Pick out every line below that contains the string "field", matching case exactly, and copy each one.

Data extracted from a collection:
'''

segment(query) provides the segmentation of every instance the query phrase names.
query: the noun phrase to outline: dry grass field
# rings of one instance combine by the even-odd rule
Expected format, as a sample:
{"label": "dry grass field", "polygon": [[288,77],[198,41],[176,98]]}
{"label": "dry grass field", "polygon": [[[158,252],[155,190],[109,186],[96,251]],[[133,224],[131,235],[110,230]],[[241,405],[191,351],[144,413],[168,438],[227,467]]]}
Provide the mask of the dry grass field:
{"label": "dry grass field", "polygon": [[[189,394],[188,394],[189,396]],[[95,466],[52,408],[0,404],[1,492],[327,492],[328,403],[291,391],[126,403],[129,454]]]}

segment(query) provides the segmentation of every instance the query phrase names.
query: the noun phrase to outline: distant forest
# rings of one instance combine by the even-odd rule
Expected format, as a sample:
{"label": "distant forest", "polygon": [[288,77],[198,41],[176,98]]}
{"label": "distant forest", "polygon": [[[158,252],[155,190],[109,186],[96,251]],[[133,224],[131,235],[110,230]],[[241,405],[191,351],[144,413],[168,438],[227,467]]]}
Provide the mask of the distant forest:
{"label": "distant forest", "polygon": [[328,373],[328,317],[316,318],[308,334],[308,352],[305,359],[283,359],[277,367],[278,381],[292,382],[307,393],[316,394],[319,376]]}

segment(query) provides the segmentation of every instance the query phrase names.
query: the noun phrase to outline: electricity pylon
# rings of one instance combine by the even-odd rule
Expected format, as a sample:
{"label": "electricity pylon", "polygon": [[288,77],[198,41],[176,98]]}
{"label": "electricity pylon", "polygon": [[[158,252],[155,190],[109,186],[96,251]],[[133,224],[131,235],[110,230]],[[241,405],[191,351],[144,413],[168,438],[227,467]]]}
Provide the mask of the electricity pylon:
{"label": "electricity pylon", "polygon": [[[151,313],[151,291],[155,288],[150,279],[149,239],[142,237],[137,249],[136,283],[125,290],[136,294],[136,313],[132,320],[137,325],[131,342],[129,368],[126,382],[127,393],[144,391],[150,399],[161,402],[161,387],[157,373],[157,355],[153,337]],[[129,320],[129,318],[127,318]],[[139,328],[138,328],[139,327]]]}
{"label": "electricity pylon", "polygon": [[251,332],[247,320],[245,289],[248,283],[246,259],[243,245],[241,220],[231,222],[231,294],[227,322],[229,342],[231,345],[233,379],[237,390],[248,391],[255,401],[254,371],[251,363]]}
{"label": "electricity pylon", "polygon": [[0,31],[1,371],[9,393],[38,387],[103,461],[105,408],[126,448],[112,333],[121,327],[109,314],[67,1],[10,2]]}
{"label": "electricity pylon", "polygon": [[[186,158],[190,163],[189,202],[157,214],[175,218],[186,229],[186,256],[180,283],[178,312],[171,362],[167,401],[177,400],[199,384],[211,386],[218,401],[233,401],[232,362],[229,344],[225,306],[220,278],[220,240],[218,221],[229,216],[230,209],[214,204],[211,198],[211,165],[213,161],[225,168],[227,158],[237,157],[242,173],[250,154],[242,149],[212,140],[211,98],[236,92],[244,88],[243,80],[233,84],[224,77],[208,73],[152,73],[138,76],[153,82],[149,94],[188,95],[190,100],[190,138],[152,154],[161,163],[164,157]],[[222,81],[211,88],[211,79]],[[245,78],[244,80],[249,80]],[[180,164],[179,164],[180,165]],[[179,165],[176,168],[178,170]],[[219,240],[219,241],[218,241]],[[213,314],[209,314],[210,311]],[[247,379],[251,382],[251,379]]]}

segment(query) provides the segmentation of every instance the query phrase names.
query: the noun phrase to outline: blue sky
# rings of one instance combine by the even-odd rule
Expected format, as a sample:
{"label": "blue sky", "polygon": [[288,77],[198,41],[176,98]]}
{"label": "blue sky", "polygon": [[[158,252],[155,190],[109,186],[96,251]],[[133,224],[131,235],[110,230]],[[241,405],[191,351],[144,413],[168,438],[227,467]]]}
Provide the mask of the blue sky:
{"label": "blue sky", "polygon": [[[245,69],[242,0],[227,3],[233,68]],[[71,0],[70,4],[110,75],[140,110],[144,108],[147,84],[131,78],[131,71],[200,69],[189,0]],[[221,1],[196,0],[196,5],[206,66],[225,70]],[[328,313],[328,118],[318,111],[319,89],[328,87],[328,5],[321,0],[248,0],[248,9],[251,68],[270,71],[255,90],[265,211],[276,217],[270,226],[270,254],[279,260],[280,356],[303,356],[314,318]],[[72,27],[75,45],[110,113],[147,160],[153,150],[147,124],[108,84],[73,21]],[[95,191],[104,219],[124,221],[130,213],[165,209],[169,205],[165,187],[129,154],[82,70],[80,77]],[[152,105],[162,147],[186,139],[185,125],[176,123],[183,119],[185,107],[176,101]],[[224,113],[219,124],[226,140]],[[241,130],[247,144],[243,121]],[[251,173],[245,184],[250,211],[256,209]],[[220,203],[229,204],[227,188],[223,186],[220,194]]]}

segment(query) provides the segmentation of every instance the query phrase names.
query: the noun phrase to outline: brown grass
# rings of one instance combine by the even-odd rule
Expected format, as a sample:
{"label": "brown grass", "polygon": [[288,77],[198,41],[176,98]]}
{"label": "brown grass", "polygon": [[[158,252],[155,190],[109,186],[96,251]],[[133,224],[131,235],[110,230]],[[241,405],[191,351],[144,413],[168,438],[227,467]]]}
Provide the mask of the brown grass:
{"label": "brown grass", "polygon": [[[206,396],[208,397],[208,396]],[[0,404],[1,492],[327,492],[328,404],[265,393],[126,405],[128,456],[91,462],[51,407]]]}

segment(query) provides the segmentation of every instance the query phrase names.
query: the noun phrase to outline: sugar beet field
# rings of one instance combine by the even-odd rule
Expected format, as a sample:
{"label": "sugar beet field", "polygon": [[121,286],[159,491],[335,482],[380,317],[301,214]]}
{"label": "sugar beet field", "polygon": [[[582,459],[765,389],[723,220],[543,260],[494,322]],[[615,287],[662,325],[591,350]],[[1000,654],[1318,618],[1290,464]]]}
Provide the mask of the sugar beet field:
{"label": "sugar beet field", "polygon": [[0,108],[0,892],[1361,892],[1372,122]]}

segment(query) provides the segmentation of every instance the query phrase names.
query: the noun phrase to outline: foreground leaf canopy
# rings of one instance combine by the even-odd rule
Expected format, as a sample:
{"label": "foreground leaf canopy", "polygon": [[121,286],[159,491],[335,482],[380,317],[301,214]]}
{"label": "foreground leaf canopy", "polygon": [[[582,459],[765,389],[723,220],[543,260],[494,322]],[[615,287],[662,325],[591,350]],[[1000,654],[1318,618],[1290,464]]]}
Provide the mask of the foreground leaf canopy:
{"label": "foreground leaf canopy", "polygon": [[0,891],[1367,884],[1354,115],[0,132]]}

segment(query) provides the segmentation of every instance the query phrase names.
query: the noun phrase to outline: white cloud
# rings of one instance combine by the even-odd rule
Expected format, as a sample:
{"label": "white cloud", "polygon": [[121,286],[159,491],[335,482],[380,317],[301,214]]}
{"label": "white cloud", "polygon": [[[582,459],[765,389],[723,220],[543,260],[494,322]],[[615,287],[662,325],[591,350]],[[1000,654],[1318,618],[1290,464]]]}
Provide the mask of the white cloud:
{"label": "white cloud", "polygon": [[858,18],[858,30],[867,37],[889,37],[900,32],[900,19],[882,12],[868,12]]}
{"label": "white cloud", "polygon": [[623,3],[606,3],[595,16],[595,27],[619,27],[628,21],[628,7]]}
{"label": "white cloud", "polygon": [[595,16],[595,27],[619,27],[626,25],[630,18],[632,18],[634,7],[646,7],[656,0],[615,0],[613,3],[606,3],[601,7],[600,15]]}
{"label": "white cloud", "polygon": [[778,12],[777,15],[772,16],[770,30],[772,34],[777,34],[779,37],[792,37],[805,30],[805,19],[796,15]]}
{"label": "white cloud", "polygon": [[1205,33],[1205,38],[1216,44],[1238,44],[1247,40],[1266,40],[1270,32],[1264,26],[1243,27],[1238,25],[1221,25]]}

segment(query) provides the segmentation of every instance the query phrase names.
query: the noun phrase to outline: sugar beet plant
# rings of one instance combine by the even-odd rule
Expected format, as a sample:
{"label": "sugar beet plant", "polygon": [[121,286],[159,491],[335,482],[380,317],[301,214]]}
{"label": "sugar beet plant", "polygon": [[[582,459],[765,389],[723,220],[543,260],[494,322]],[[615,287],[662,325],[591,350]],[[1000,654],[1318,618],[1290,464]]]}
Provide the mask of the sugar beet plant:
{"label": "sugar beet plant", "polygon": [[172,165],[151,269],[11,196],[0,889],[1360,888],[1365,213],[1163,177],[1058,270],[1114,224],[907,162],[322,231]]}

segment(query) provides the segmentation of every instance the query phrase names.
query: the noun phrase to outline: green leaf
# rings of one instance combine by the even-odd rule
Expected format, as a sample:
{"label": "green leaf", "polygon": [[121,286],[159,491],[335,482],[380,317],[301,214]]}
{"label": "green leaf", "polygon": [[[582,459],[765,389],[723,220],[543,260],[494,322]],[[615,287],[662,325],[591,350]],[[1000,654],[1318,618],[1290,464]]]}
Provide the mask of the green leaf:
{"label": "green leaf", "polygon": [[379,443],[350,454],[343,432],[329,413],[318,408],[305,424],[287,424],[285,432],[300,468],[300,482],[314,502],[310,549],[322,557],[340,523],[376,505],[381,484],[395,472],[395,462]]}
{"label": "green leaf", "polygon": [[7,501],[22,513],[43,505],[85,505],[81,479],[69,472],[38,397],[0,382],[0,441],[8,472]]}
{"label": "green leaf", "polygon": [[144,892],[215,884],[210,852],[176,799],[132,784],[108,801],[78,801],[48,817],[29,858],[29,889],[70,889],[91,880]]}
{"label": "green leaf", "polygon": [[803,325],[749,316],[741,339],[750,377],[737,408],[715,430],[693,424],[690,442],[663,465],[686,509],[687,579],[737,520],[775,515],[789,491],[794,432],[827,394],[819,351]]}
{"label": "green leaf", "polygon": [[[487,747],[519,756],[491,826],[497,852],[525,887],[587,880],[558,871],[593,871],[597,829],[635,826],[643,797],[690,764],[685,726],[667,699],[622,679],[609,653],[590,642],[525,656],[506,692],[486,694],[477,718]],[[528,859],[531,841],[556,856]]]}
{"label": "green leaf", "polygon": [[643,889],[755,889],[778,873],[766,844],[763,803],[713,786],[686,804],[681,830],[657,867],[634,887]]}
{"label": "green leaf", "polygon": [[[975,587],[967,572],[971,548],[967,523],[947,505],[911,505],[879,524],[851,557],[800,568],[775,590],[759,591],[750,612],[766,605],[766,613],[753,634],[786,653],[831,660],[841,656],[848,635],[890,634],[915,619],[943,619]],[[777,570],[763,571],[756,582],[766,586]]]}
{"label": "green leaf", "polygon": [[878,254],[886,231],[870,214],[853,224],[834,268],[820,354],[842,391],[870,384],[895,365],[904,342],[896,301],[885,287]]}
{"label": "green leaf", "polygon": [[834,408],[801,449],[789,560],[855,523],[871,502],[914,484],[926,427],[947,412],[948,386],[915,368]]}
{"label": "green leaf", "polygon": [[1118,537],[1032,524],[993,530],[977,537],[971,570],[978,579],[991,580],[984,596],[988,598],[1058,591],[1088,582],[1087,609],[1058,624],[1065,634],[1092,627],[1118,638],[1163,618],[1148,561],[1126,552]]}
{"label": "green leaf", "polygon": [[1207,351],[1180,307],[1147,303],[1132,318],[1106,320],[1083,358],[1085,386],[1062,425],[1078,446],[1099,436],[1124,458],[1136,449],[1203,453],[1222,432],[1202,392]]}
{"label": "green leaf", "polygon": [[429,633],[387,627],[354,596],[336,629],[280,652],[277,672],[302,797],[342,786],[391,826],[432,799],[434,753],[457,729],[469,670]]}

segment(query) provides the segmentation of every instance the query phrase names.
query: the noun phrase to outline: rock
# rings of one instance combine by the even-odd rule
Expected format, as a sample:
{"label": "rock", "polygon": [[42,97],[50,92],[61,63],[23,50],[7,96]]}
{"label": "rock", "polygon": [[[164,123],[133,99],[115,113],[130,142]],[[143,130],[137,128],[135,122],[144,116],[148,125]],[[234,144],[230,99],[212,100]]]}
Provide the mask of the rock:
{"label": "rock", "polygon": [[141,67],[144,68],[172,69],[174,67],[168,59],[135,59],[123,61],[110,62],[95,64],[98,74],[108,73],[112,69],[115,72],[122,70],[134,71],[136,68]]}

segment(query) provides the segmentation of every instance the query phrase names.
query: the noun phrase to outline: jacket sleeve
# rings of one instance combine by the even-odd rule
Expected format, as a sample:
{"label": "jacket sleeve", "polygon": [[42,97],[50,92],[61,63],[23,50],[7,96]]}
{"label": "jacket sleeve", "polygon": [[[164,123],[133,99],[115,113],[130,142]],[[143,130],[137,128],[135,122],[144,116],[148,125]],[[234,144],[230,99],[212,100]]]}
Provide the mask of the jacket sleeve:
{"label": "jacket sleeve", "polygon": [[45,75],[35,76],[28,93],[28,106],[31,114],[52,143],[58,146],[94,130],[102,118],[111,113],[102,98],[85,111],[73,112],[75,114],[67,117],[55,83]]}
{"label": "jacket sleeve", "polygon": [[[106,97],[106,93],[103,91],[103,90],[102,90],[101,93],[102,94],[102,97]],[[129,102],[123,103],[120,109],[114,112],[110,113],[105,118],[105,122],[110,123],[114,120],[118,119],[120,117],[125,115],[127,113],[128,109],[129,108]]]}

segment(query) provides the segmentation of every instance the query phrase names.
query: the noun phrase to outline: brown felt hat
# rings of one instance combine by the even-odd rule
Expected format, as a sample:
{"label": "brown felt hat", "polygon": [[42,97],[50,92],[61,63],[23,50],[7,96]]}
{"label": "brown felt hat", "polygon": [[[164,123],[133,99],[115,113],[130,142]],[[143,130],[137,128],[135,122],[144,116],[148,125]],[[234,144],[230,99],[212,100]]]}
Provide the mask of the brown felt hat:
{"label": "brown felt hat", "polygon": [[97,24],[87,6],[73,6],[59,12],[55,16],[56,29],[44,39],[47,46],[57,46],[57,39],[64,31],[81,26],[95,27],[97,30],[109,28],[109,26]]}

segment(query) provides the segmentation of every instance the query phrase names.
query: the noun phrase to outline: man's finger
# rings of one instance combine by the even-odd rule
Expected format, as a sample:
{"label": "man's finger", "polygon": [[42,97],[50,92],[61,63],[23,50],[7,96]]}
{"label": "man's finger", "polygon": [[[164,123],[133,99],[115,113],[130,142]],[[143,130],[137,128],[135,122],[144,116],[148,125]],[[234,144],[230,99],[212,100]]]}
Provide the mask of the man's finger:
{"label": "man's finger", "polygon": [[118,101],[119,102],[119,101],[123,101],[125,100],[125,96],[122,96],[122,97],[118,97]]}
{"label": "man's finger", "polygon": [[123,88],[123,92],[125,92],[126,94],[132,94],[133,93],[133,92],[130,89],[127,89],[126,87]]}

'''

Solution for this task:
query: the noun phrase to outline: dry grass field
{"label": "dry grass field", "polygon": [[288,77],[198,41],[176,98]]}
{"label": "dry grass field", "polygon": [[[158,252],[155,190],[109,186],[96,251]],[[133,224],[131,235],[110,230]],[[241,405],[191,351],[144,413],[168,438],[227,467]]]}
Provide the mask of the dry grass field:
{"label": "dry grass field", "polygon": [[[189,394],[188,394],[189,396]],[[95,466],[52,408],[0,404],[1,492],[327,492],[328,403],[291,391],[126,403],[129,454]]]}
query: the noun phrase to outline: sugar beet field
{"label": "sugar beet field", "polygon": [[121,286],[159,491],[335,482],[380,317],[301,214]]}
{"label": "sugar beet field", "polygon": [[[582,459],[765,389],[723,220],[543,260],[494,322]],[[615,287],[662,325],[591,350]],[[1000,654],[1318,618],[1290,464]]]}
Provide the mask of the sugar beet field:
{"label": "sugar beet field", "polygon": [[0,108],[0,892],[1361,892],[1372,122]]}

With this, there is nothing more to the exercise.